» Entries provided
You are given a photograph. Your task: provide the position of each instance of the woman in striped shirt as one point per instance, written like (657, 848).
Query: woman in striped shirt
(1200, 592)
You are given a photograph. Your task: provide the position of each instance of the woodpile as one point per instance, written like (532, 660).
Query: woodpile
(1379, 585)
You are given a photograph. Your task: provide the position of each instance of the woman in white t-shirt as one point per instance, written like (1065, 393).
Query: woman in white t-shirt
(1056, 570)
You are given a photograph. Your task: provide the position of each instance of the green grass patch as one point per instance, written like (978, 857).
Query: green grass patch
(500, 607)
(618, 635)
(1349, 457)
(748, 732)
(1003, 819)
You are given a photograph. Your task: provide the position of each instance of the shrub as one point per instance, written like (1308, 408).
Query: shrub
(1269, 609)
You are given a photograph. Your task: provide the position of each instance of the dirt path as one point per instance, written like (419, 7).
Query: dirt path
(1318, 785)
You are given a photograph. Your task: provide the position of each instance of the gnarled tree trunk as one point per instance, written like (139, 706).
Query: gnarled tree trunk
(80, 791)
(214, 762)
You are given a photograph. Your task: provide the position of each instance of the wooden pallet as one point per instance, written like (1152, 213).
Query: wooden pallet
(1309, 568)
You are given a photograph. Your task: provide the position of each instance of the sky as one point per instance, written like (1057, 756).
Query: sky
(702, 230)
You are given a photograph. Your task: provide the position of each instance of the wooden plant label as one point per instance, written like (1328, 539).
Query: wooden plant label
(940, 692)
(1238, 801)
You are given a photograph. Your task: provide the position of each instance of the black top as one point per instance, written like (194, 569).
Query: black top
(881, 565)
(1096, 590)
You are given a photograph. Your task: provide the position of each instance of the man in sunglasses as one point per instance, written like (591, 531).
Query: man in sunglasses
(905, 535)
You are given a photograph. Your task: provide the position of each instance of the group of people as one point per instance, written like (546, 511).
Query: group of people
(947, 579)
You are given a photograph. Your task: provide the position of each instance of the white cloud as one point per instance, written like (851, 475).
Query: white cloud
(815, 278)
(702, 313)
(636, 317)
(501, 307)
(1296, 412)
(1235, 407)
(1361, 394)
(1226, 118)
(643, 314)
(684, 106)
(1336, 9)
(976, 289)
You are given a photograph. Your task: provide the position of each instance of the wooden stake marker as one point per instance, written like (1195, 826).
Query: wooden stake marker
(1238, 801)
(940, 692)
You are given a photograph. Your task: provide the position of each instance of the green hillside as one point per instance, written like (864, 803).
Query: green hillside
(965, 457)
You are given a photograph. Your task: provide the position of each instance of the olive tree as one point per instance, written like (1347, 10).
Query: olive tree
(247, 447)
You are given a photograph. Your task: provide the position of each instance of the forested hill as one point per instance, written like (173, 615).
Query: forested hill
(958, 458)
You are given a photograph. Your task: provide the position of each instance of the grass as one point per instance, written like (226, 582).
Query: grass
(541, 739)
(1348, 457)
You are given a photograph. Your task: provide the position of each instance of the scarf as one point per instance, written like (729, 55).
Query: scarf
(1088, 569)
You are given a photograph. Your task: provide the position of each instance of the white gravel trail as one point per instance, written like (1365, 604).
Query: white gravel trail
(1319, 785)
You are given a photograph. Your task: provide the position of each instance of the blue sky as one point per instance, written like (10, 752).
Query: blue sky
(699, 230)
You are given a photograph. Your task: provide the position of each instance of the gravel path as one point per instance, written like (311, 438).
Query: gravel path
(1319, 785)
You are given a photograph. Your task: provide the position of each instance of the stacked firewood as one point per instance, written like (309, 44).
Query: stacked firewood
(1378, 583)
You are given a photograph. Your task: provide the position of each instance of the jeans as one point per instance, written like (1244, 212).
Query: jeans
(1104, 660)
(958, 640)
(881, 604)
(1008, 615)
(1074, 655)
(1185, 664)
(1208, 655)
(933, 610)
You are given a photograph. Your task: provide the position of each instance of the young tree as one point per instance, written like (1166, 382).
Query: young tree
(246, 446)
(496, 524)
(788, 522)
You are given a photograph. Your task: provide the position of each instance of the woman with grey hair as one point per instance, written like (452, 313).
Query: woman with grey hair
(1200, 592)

» What you will do
Output each record precisely as given.

» Complete response
You are given a photograph. Your task: provide the position of each instance of the woman in striped shirt as one point per instance, written like (657, 848).
Query: woman in striped shirt
(1200, 592)
You are given a photograph. Your task: provide the position of each instance of the woodpile as one point per instance, written like (532, 660).
Query: woodpile
(1379, 585)
You are given a photograph. Your task: provide the position of each instance of the woman in white t-shirt as one point per instance, written like (1065, 393).
Query: woman in white t-shirt
(1056, 570)
You are given a photograph. Your task: provide the position of each instance of the green grass patch as one point per instance, written like (978, 857).
Query: green grass patch
(500, 607)
(618, 635)
(1349, 457)
(748, 732)
(1003, 819)
You are given a photograph. Your task: provide the position of each instance of the shrub as one point per instance, written like (1308, 408).
Query: shrub
(1269, 609)
You are given a photograph. Your task: provide the position of each instance of the dirt path as one point per instance, written like (419, 7).
Query: dirt path
(1318, 785)
You are given a photograph. Your task: provide the position of each instance of the gnarled tree trunk as one point per instance, written like (139, 706).
Query: gnarled tree trunk
(80, 791)
(214, 762)
You are given a photograph. Your task: provide the position of each instance of the wooden pallet as one point per instance, written like (1152, 213).
Query: wooden pallet
(1309, 568)
You are given a photograph. Your task: provide the position of each instance of the sky as one point per instance, written like (1057, 756).
Query: sky
(702, 230)
You are given a photograph. Your task: provide the position of each instance of the wooden plant label as one point per instance, written like (1328, 539).
Query: wooden plant label
(940, 692)
(1238, 801)
You are given a photograph. Your task: provide the position of each instance of the black top as one point per instance, written like (194, 569).
Query: black top
(881, 565)
(1096, 590)
You are given a photograph. Your task: provide the position of each instance of the man in sunglasses as one point per instance, written like (591, 531).
Query: man in sunglasses
(905, 535)
You are given a photograph. Your task: provide the position of each instance of the group of people as one point per instance, written like (546, 511).
Query: group of people
(947, 579)
You are given a photograph. Your task: provide the position of each instance of the white cloud as one point per instance, written like (851, 475).
Query: white cloud
(815, 278)
(702, 313)
(636, 317)
(501, 307)
(1296, 412)
(1235, 407)
(1361, 394)
(1226, 118)
(643, 314)
(684, 106)
(1336, 9)
(976, 289)
You are given a photograph. Your task: provide the position of each instance of the wooden stake marker as one point per instance, written like (1195, 826).
Query: wooden stake marker
(1238, 801)
(940, 692)
You are given a photograph. Your task: provide the position of each instance of the green hillside as one point per instance, written like (864, 803).
Query: green hillside
(965, 457)
You are given a photograph. Your task: provide the position of each instance of the olive tree as one point per instance, written like (1347, 10).
Query: olive tree
(247, 447)
You are given a photograph. Your task: provide the position of each instance of the forested hill as one point per instance, written like (173, 615).
Query: forested hill
(958, 458)
You are given a photograph. Your task: provide the position of each instance of the grass as one point per instance, written like (226, 582).
Query: grass
(541, 739)
(1348, 457)
You are given a photograph. Your task: provide the position of each instance of the scarf as one point per instance, written like (729, 55).
Query: scarf
(1088, 569)
You are given a photograph. Your task: provide the position of each instance of the white gravel trail as one point per instance, written like (1365, 604).
Query: white gravel trail
(1319, 785)
You are given a photograph. Your task: provide the position of each instance of the blue sky as one point per instance, written like (10, 752).
Query: blue sky
(699, 230)
You are given a photograph. Your task: provide the position of each instance of the gravel path as one point per instance, written like (311, 438).
Query: gravel path
(1319, 785)
You are given a photograph. Your task: provide the position of each instance of the stacked firewood as one point per instance, written like (309, 44).
Query: stacked firewood
(1378, 583)
You are given a photograph. Your task: provide the position of each instance of the jeans as one point per instance, written like (1244, 212).
Query: jeans
(1104, 660)
(958, 640)
(881, 604)
(1008, 615)
(1074, 655)
(1185, 664)
(1208, 655)
(933, 610)
You are given a photograph. Your task: provide the position of each instance of the young tree as one point per instance, written like (1166, 382).
Query: young tree
(246, 446)
(496, 524)
(788, 522)
You are given a photograph. Your task: provide the position of each instance of the woman with grey hair as one point per instance, written like (452, 313).
Query: woman with grey hair
(1200, 592)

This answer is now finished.